• _Dokumentauszug_:
▬▬▬

Europas Businessplan

24. Feber 2025

Mit dem „Clean Industrial Deal“ will die EU-Kommission für billigere Energie und mehr Investitionen sorgen. Dabei nimmt sich Brüssel ein Beispiel an den USA.


Als Antwort auf die „Buy American“-Politik der USA will die EU-Kommission künftig Quoten für Produkte „made in Europe“ einführen. So sollen 40 Prozent der grünen Technologien wie etwa Solar- oder Windkraftanlagen künftig in der EU hergestellt werden. Das Vorhaben ist Teil des „Clean Industrial Deal“, der die Industrie wieder auf Wachstumskurs bringen soll. Parallel dazu soll nächste Woche ein Aktionsplan für bezahlbare Energie beschlossen werden. Zwei Dokumente, die diese Initiativen skizzieren, liegen dem Handelsblatt vor.

▬▬▬

• _Arbeitsauftrag 1_: Schreiben Sie aus dem Artikel den Abschnitt von „24. Feber 2025“ bis „an den USA.“ wortgetreu ab.
• _Arbeitsauftrag 2_: Welcher Anteil der grünen Technologien soll laut dem Artikel künftig in der EU hergestellt werden?
Stützen Sie sich ausschließlich auf den Artikel.

• _Datenteil_:
▬▬▬

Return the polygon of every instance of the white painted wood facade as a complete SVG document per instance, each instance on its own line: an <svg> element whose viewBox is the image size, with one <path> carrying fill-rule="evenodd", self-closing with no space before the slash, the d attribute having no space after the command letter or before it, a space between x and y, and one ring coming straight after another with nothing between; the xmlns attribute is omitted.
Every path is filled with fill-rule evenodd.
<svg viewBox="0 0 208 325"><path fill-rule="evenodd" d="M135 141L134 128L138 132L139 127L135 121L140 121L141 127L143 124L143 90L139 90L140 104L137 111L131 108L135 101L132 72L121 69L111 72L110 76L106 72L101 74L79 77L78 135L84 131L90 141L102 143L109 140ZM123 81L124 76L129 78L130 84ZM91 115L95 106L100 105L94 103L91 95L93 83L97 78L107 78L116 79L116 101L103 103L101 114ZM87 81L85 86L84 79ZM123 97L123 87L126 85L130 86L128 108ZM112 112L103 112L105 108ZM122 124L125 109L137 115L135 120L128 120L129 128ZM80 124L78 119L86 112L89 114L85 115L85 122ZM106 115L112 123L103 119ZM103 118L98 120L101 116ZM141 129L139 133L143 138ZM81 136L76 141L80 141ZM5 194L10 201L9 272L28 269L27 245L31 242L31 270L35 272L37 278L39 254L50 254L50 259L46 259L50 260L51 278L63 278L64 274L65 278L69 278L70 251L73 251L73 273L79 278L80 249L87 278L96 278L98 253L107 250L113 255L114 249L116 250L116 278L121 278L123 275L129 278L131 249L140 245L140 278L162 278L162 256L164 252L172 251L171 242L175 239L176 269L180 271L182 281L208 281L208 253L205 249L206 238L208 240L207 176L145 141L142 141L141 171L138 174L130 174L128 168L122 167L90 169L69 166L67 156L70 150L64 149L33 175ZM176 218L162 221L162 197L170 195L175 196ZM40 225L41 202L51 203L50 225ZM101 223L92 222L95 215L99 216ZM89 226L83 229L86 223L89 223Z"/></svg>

▬▬▬

• _Antwort 1_:
24. Feber 2025

Mit dem „Clean Industrial Deal“ will die EU-Kommission für billigere Energie und mehr Investitionen sorgen. Dabei nimmt sich Brüssel ein Beispiel an den USA.

• _Antwort 2_: 40 Prozent der grünen Technologien, etwa Solar- oder Windkraftanlagen, sollen künftig in der EU hergestellt werden.